• **What is being asked**
Please pull out every line from the items below that contains the word "vest". Matches are case-sensitive.
_____
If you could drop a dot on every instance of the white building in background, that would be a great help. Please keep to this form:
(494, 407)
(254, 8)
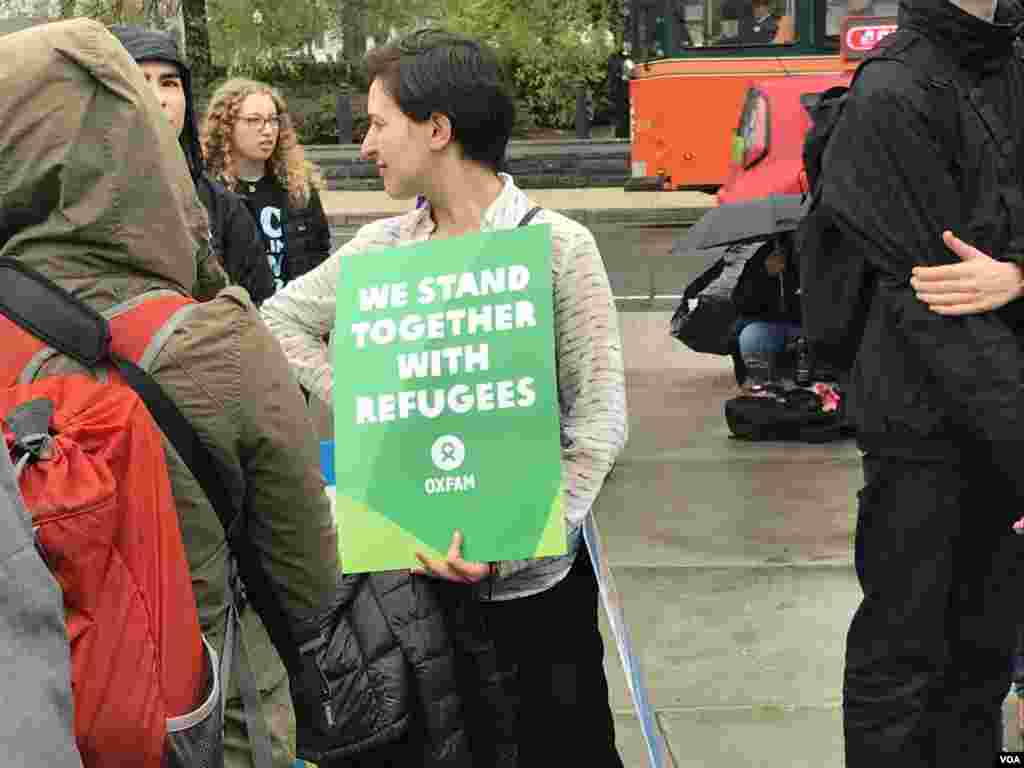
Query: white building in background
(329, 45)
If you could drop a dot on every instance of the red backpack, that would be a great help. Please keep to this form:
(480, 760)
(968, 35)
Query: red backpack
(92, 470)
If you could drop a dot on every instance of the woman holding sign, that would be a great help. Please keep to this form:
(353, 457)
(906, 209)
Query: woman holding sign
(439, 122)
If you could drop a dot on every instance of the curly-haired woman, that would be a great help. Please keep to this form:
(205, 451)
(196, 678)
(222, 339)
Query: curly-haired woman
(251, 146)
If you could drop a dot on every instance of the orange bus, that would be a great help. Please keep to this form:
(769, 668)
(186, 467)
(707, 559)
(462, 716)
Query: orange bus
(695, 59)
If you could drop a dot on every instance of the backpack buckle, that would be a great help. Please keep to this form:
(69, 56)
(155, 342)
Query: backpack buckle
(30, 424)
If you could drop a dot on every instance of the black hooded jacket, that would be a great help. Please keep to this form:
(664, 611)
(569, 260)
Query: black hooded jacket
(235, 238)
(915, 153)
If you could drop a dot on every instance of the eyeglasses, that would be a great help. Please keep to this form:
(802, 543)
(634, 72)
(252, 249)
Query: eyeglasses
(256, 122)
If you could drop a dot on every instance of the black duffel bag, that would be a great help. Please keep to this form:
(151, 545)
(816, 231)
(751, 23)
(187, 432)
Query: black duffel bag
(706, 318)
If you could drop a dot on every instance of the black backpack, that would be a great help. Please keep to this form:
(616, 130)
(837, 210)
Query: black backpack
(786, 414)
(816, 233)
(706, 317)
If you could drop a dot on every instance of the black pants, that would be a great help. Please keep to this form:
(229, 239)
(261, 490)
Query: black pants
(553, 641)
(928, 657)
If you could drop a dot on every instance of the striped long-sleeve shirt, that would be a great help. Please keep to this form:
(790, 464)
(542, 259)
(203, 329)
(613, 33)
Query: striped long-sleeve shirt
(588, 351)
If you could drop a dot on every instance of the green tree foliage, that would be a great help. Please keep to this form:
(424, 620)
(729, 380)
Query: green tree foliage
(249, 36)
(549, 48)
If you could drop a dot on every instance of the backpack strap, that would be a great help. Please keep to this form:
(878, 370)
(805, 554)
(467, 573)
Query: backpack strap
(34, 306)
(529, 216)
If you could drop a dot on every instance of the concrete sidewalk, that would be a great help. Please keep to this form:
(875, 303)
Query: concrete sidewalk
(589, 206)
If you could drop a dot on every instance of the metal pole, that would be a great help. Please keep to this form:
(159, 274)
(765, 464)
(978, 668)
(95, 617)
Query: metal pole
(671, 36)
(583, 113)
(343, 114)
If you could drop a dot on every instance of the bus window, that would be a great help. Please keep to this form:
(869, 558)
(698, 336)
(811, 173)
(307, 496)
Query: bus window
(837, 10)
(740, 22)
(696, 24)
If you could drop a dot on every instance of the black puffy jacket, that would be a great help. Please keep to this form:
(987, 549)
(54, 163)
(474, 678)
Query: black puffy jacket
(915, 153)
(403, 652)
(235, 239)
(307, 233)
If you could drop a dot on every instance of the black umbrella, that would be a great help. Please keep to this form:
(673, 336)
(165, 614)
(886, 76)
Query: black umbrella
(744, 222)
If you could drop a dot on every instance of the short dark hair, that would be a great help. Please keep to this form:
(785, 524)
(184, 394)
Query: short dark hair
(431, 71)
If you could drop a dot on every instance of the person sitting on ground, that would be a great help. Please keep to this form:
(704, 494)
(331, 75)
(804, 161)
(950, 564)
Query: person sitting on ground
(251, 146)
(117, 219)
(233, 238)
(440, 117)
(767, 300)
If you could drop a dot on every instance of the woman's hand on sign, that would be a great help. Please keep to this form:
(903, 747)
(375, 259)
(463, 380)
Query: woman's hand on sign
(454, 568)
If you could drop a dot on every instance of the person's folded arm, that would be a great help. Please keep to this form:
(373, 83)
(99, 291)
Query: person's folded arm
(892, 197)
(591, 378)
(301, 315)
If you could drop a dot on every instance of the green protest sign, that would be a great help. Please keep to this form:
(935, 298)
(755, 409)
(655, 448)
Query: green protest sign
_____
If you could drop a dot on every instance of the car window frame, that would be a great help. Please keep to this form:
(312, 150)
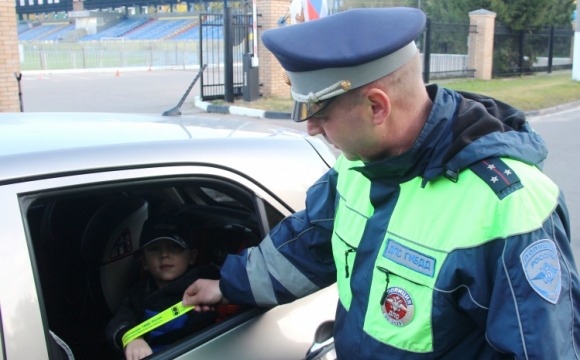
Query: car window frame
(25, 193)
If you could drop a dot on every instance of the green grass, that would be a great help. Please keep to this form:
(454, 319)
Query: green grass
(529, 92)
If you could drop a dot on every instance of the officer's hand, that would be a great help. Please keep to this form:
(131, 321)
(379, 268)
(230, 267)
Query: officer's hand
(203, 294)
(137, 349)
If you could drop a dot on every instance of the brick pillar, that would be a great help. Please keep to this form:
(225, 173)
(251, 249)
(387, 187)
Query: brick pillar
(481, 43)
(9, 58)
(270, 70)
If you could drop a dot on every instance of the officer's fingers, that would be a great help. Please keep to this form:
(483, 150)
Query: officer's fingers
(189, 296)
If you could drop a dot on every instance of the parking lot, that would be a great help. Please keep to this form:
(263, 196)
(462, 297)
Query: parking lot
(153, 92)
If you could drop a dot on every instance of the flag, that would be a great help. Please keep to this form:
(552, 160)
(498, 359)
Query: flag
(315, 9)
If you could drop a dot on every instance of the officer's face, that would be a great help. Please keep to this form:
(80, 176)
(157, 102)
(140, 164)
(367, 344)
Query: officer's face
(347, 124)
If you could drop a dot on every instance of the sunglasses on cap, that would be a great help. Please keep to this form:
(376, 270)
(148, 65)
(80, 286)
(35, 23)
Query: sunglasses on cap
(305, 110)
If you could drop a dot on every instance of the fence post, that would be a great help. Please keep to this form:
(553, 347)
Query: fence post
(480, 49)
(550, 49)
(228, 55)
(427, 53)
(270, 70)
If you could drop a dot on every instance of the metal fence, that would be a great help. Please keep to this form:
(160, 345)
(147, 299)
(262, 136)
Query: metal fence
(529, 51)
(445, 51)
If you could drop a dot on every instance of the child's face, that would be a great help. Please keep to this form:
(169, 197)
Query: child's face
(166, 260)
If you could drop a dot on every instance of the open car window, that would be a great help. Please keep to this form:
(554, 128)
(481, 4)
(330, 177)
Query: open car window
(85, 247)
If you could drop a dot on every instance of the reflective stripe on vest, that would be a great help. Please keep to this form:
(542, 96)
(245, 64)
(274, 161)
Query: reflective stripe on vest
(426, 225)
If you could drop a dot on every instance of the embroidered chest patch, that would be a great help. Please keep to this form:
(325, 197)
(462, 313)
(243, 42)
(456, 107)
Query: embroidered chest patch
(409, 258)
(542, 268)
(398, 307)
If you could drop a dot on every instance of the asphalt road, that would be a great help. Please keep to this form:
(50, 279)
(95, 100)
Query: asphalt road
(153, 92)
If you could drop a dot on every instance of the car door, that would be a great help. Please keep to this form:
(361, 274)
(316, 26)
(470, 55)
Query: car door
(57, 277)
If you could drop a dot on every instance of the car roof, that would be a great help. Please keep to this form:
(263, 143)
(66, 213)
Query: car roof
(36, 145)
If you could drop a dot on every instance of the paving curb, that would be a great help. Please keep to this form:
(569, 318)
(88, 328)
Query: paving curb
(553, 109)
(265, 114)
_____
• **Written answer**
If you could drop a dot on every instance of the reflective stripe on vest, that would be a great help. Please keep to this form:
Query: reflective stripe on vest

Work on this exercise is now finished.